Extrait de page —

========================================

Pourquoi ? Parce que l’art c’est le monde de la technique de l’artisanat chers aux Grecs et renvoie à la sphère privée, la maison régie par l’économie, la loi de la maison l’oikos noemia. La culture elle participe du domaine public et plus précisément de l’espace public intermédiaire entre l’espace commun (l’eau, l’air, les terres qui appartiennent à la communauté ) et l’espace politique. « Pour simplifier, dira Dominique Wolton, l’espace commun concerne la circulation et l’expression ; l’espace public, la discussion ; l’espace politique, la décision ». Cette distinction est capitale pour comprendre dans quel type d’espace s’exerce l’éducation. »
Éduquer c’est favoriser l’autonomie de quelqu’un ; c’est à dire lui permettre de formuler des jugements et prendre des distances avec son environnement. Or pour être en mesure de se faire une opinion sur un objet qualifié d’artistique, il est nécessaire de s’oublier, de mettre à distance sa condition et les contingences qui lui sont rattachées. C’est de cette imprégnation que surgiront les images, les impressions à partir desquelles s’élaborera un jugement construit et argumenté. Cette attitude de réceptivité totale, d’abstraction, est l’expression même de la liberté. Or on ne peut véritablement en jouir que si les besoins vitaux sont comblés.
Le problème, comme l’explique encore Arendt, c’est qu’aujourd’hui, même dans nos sociétés d’abondance, nous agissons encore comme si la disette menaçait. La préoccupation de nos contemporains reste pour l’essentiel réduite à soi-même et aux moyens d’acquérir plus d’objets à consommer. Or, la politique, comme l’art requièrent au premier chef «des jugements et des décisions». Car, dans un cas comme dans l’autre, il ne s’agit pas d’exprimer le savoir et la vérité mais de formuler des opinions argumentées pour déterminer le meilleur choix tant sur l’action à entreprendre pour le bien commun que sur les objets ou les œuvres dignes d’être exposées, publiées.

========================================

Travail demandé —
(1) Relevez, dans l'extrait sur l'art, la culture et l'éducation, les espaces que distingue Dominique Wolton, en précisant pour chacun ce qu'il concerne selon lui.
(2) Recopiez sans modification le passage de l'extrait sur l'art, la culture et l'éducation qui commence par « Éduquer c’est favoriser » et se poursuit jusqu'à « vitaux sont comblés. ».

Liste des données —
========================================

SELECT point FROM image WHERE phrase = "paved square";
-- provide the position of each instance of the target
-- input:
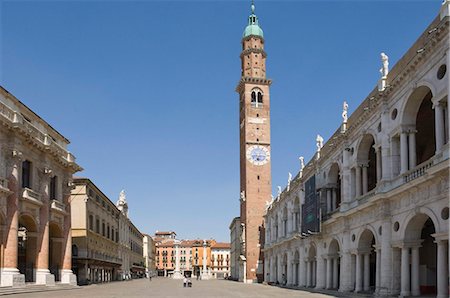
(164, 287)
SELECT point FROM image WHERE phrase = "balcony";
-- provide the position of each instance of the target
(57, 206)
(31, 196)
(4, 186)
(97, 256)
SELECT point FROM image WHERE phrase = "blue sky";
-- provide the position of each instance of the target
(145, 89)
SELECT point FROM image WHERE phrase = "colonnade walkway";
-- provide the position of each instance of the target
(166, 287)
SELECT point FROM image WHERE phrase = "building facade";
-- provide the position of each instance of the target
(220, 260)
(255, 173)
(236, 266)
(369, 213)
(130, 243)
(35, 181)
(149, 255)
(95, 234)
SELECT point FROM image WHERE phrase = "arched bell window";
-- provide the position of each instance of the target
(257, 98)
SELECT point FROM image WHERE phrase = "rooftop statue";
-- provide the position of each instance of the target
(344, 112)
(385, 69)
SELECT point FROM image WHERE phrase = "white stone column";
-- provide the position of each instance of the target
(379, 163)
(289, 269)
(177, 273)
(405, 273)
(320, 272)
(345, 280)
(359, 276)
(333, 199)
(329, 205)
(358, 180)
(335, 273)
(329, 272)
(308, 273)
(439, 126)
(377, 270)
(365, 178)
(314, 272)
(302, 269)
(442, 270)
(403, 153)
(386, 259)
(415, 285)
(205, 274)
(412, 149)
(366, 271)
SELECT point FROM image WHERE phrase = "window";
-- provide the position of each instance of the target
(26, 174)
(91, 222)
(257, 98)
(53, 183)
(97, 225)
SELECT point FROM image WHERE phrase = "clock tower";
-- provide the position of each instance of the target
(254, 118)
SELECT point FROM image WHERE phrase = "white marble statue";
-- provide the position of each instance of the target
(385, 69)
(344, 112)
(289, 180)
(243, 196)
(319, 142)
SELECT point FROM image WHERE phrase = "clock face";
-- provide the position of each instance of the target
(258, 155)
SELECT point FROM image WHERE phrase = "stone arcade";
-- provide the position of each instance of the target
(35, 183)
(381, 184)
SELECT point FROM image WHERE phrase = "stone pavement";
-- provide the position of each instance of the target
(164, 287)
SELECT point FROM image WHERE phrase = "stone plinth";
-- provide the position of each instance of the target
(11, 277)
(44, 277)
(67, 277)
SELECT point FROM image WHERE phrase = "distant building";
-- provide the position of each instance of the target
(36, 171)
(149, 255)
(220, 260)
(95, 234)
(236, 265)
(130, 243)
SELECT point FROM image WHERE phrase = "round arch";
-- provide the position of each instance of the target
(413, 222)
(412, 104)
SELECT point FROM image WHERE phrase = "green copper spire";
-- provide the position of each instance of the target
(253, 25)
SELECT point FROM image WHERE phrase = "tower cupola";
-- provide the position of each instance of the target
(253, 27)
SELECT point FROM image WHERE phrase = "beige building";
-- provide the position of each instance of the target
(95, 231)
(220, 260)
(370, 212)
(236, 266)
(35, 182)
(130, 243)
(149, 251)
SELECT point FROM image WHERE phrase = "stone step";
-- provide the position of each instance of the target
(33, 288)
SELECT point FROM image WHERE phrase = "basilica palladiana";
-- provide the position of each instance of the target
(370, 211)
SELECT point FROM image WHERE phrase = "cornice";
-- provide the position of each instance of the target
(252, 36)
(253, 50)
(251, 80)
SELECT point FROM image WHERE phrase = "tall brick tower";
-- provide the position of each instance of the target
(254, 111)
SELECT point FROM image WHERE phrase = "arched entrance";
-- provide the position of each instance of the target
(27, 247)
(418, 139)
(366, 171)
(284, 270)
(295, 268)
(333, 265)
(366, 261)
(334, 188)
(421, 267)
(55, 250)
(311, 266)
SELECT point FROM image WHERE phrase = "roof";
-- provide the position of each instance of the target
(253, 28)
(221, 245)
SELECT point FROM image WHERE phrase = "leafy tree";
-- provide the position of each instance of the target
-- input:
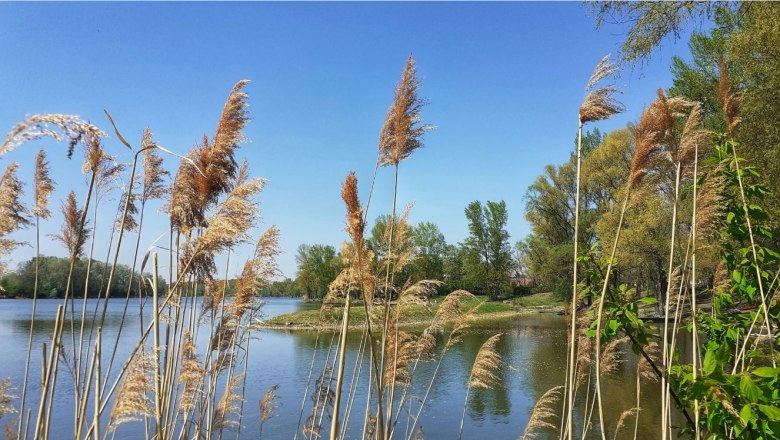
(318, 266)
(429, 247)
(487, 256)
(53, 276)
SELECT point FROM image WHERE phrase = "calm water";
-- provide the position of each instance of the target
(533, 350)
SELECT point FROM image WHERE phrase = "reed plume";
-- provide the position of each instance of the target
(212, 167)
(482, 372)
(13, 214)
(228, 405)
(72, 235)
(191, 374)
(487, 362)
(268, 406)
(543, 413)
(234, 216)
(728, 97)
(622, 420)
(6, 398)
(43, 186)
(600, 103)
(132, 401)
(403, 129)
(40, 126)
(154, 174)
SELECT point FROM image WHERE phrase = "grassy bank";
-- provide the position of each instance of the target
(330, 315)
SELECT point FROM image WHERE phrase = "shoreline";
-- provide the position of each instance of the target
(292, 325)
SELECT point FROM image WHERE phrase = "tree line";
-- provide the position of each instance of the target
(741, 42)
(482, 263)
(53, 277)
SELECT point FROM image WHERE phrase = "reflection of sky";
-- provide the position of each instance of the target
(533, 349)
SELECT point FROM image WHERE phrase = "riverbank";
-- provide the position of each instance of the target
(416, 315)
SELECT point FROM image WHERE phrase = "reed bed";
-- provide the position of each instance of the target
(176, 388)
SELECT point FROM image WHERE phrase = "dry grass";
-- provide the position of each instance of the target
(600, 103)
(543, 414)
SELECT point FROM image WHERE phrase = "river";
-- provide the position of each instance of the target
(533, 349)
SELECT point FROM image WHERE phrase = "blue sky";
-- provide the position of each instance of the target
(504, 81)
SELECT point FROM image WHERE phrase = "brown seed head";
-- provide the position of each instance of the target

========================================

Éléments de réponse —
(1)
- L'espace commun : la circulation et l'expression
- L'espace public : la discussion
- L'espace politique : la décision

(2)
Éduquer c’est favoriser l’autonomie de quelqu’un ; c’est à dire lui permettre de formuler des jugements et prendre des distances avec son environnement. Or pour être en mesure de se faire une opinion sur un objet qualifié d’artistique, il est nécessaire de s’oublier, de mettre à distance sa condition et les contingences qui lui sont rattachées. C’est de cette imprégnation que surgiront les images, les impressions à partir desquelles s’élaborera un jugement construit et argumenté. Cette attitude de réceptivité totale, d’abstraction, est l’expression même de la liberté. Or on ne peut véritablement en jouir que si les besoins vitaux sont comblés.